◆ Task statement
Find each line in the items below that contains the string "sunglasses", treating uppercase and lowercase as distinct, and copy every such line.

------ Given entries ------

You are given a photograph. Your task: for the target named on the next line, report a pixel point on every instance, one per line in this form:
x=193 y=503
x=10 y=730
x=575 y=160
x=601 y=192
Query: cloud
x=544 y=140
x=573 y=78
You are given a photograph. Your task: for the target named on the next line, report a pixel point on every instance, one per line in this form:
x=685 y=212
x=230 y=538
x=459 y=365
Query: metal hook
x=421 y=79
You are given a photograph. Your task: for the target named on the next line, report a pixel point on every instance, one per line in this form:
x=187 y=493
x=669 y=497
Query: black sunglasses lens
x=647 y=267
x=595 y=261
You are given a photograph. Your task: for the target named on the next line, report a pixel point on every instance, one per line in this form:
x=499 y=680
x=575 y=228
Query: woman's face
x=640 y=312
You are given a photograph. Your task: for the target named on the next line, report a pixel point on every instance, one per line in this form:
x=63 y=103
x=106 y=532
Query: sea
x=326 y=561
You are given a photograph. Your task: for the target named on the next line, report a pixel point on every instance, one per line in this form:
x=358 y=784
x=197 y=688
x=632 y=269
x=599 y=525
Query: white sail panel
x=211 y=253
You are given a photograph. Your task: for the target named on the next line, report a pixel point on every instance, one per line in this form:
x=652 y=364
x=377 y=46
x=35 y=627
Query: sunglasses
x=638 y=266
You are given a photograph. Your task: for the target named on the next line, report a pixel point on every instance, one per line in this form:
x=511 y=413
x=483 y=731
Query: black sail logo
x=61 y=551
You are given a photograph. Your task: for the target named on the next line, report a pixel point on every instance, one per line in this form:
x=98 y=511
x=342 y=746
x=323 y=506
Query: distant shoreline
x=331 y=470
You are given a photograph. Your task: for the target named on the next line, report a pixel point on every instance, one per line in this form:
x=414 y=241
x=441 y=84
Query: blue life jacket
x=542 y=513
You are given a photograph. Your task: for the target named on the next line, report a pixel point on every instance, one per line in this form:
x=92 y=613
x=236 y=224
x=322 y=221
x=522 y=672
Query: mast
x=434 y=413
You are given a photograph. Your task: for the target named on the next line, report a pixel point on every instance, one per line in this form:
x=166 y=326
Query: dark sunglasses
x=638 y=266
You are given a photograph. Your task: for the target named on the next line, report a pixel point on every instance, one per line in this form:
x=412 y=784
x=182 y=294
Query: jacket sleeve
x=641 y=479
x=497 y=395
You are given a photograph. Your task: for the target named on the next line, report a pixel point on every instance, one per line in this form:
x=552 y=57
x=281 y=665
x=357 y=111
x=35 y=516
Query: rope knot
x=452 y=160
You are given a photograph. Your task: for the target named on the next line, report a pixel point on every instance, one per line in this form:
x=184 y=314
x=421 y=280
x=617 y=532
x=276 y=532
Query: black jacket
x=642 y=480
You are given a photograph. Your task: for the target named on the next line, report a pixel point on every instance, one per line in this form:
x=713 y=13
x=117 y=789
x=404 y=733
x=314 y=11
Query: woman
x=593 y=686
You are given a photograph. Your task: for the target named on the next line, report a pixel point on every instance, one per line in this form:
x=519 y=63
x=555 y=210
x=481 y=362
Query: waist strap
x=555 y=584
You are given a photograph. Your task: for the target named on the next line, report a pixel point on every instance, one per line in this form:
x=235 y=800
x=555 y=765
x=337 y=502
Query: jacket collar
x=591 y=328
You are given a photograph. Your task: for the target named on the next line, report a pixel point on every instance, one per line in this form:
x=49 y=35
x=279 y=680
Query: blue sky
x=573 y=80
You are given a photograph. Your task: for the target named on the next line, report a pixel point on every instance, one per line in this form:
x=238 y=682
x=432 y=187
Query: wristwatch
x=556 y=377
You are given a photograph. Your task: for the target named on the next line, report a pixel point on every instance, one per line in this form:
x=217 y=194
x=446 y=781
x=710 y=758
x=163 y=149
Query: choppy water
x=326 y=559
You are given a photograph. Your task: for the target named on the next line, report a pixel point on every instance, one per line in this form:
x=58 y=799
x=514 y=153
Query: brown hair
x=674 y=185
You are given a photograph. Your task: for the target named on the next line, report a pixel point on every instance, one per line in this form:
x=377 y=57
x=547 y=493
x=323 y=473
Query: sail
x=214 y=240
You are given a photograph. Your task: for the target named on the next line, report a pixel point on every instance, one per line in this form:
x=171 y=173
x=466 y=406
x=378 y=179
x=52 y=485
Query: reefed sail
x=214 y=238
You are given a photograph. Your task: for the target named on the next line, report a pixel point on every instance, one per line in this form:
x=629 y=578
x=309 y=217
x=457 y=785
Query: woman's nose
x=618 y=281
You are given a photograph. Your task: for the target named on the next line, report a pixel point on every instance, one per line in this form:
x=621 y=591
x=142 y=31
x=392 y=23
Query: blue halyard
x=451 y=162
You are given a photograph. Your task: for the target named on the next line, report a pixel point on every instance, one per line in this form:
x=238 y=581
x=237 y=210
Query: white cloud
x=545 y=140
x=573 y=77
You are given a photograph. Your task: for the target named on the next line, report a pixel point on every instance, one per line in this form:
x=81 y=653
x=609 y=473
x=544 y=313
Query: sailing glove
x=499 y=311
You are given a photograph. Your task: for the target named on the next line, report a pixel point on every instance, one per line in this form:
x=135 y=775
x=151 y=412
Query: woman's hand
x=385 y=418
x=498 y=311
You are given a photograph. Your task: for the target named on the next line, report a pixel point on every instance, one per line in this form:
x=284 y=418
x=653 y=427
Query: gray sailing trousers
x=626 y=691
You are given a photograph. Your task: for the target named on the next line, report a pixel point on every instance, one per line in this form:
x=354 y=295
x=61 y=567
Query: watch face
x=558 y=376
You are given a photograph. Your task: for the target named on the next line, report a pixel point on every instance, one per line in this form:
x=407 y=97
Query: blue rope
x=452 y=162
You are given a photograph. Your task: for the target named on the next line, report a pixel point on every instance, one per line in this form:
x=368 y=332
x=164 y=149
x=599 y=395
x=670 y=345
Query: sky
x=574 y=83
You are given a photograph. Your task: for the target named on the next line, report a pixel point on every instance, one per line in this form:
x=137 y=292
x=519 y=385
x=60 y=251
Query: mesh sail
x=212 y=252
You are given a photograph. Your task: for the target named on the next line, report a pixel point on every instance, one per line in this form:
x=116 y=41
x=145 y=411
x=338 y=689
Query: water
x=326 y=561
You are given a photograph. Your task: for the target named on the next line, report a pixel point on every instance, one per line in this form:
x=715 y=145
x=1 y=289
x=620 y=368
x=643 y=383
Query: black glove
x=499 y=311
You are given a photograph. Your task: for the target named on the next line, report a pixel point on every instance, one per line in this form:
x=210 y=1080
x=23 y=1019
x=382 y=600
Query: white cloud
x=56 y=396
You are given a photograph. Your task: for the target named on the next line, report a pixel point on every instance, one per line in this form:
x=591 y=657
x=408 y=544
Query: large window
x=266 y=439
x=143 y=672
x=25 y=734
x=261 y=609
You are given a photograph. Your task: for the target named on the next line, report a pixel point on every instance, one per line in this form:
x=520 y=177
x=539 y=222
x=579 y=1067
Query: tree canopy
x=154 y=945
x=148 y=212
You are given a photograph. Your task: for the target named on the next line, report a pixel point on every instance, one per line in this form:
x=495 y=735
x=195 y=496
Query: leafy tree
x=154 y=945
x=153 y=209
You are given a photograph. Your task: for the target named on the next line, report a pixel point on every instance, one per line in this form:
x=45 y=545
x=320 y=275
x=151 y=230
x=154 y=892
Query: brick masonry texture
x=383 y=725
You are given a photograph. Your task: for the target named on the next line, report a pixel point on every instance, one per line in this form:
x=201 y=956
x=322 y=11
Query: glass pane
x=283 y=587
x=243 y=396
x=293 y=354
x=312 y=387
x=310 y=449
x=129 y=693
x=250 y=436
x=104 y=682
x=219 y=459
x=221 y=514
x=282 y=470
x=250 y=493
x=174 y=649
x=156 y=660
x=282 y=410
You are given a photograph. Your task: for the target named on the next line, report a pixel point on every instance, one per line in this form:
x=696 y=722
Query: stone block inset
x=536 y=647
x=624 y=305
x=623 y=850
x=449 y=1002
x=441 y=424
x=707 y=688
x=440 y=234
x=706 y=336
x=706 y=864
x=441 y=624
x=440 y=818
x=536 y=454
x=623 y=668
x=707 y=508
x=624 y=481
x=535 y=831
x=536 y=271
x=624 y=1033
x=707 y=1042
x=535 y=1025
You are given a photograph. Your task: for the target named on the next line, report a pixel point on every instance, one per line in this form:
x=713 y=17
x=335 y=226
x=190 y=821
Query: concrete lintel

------

◆ Answer to the exercise
Query: black sunglasses lens
Query: sunglasses
Query: dark sunglasses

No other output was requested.